A prefeitura ressalta a oferta de serviços em bairros próximos. Declara que, além do Sol do Meio-Dia, toda a demanda região é atendida pelos CEIs Jeová Rafa II e Grão de Esperança, além das Emefs (Escolas Municipal de Ensino Fundamental) São Rafael (a 1,3 km) e Carlos Correa Mascaro (a 2,2 km).
A SME (Secretaria Municipal de Educação) afirma ainda que as filas para creches estão zeradas e que oferece transporte gratuito (TEG) para os que necessitam e se enquadram nos critérios.
Em nota, a SMS (Secretaria Municipal de Saúde) afirma que São Paulo possui uma rede articulada para o atendimento de crianças e adultos com deficiência. E a SPTrans, responsável pelo transporte municipal, diz que “não tem registro de desatendimentos do serviço Atende+ em Vila Bela”, destinado a pessoas com autismo, surdocegueira ou deficiência física severa.
O líder comunitário Melo, um dos primeiros a chegar ao Vila Bela, em 1995, sofre com diabetes e hipertensão. Aos 64, ele relata dificuldades para descobrir o que tem feito seu braço direito tremer, de forma descontrolada.
“Eu tenho ido até [a UBS] Conquista 1, no final da avenida Peramirim, a uns 900 metros de casa. Só que lá atendem Vila Bela e Conquista 1, é um posto pequeno e não tem médico para todos. A gente sente uma dor e tem que improvisar, se automedicar”, afirma Melo.

====

TAREFAS:
a – No texto sobre os serviços públicos em Vila Bela, reescreva o trecho que começa em "A SME (Secretaria" e termina em "deficiência física severa.", trocando "SPTrans" por "operadora".
b – Continue o texto sobre os serviços públicos em Vila Bela a partir do ponto em que ele termina.
Os registros são um material independente do texto.

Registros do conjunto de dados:

====

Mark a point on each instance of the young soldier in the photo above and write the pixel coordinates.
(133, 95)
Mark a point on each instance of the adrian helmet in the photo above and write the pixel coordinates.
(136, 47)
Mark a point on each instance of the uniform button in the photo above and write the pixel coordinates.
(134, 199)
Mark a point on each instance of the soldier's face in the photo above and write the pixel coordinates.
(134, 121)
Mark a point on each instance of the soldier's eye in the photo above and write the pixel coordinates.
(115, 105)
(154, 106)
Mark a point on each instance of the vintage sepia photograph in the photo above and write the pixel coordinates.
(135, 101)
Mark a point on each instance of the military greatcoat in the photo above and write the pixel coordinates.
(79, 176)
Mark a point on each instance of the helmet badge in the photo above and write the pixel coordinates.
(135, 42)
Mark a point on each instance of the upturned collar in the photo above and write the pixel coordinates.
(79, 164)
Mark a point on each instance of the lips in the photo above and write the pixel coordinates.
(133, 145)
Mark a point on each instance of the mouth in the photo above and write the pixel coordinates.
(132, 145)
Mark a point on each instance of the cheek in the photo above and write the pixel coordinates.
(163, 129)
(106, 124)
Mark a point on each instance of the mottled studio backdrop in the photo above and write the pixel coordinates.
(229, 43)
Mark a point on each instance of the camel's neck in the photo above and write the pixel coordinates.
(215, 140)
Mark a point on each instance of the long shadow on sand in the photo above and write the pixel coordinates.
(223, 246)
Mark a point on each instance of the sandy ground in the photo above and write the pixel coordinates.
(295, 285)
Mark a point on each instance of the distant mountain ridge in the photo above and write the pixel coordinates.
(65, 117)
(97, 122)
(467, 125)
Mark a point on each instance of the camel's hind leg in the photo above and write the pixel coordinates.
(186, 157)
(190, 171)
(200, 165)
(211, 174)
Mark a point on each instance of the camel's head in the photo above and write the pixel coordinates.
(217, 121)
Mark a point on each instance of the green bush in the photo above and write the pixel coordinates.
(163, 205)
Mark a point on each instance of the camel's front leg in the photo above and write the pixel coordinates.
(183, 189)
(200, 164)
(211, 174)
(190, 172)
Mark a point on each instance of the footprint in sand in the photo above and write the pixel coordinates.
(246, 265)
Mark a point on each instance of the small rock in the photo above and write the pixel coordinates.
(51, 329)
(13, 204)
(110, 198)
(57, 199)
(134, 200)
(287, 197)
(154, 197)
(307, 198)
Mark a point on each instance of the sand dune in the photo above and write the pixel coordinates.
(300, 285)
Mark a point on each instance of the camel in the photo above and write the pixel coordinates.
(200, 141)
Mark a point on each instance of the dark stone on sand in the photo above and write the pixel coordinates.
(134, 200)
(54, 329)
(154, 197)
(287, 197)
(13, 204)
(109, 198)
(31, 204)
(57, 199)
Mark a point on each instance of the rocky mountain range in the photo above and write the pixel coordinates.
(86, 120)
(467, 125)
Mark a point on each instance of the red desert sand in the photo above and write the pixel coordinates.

====

RESPOSTAS:
a –
A SME (Secretaria Municipal de Educação) afirma ainda que as filas para creches estão zeradas e que oferece transporte gratuito (TEG) para os que necessitam e se enquadram nos critérios.
Em nota, a SMS (Secretaria Municipal de Saúde) afirma que São Paulo possui uma rede articulada para o atendimento de crianças e adultos com deficiência. E a operadora, responsável pelo transporte municipal, diz que “não tem registro de desatendimentos do serviço Atende+ em Vila Bela”, destinado a pessoas com autismo, surdocegueira ou deficiência física severa.

b –
Mesmo com a enfermidade, ele se esforça pelas ladeiras convidando os moradores para se empenharem no abaixo-assinado com pedido de asfalto e de regularização fundiária à prefeitura.
“As pessoas estão bem descrentes, algumas não assinam porque dizem que fizeram isso no passado e nunca viram melhoria”, conta Alessandra de Jesus Dias, que vai de casa em casa colher assinaturas.
Outra queixa dos moradores é a falta de entregas dos Correios. O serviço chega a poucos endereços do Vila Bela, e a população sem CEP e desabastecida deve-se dirigir para uma agência da zona leste.
Desde agosto de 2020, a Justiça tem obrigado a prefeitura a realocar as famílias em áreas de risco na ocupação sob pena de multa de R$ 10 mil por dia. “A Prefeitura de São Paulo não terá que pagar multa, haja vista que não houve trânsito em julgado da decisão”, disse a gestão.
A gestão Ricardo Nunes (MDB) recorreu da decisão, alegando inclusive que os moradores das áreas R4 (o mais alto risco para moradias em áreas de riscos) resistiam à ordem de remoção, mas sofreu revés em segunda instância em março de 2022.
Na ação, o Ministério Público apresentou relatório no qual aponta para habitações edificadas sobre aterro de má qualidade, lançamento irregular de esgoto, solapamento das margens e assoreamento do córrego.
Em nota, a prefeitura disse que o processo de regularização fundiária está em andamento e que designou um grupo de trabalho intersecretarial para viabilizar obras de infraestrutura e regularização do terreno.
Do outro lado, o advogado da SPE Sapopemba disse que tentará impugnar nas esferas administrativa e judicial qualquer processo de regularização movido pela prefeitura. Silva, no entanto, diz que a empresa fez uma proposta inédita à Sehab (Secretaria Municipal de Habitação) para receber a indenização de forma parcelada.
“O valor será definido por avaliação imobiliária dos técnicos da prefeitura. A Sapopemba também apresentará o seu lado. Com eles, empresa e prefeitura podem negociar”, disse o advogado.
Douglas Alves Mendes, do movimento comunitário, diz que os moradores não se recusam a pagar pelo terreno, desde que as melhorias sejam asseguradas pelo poder público.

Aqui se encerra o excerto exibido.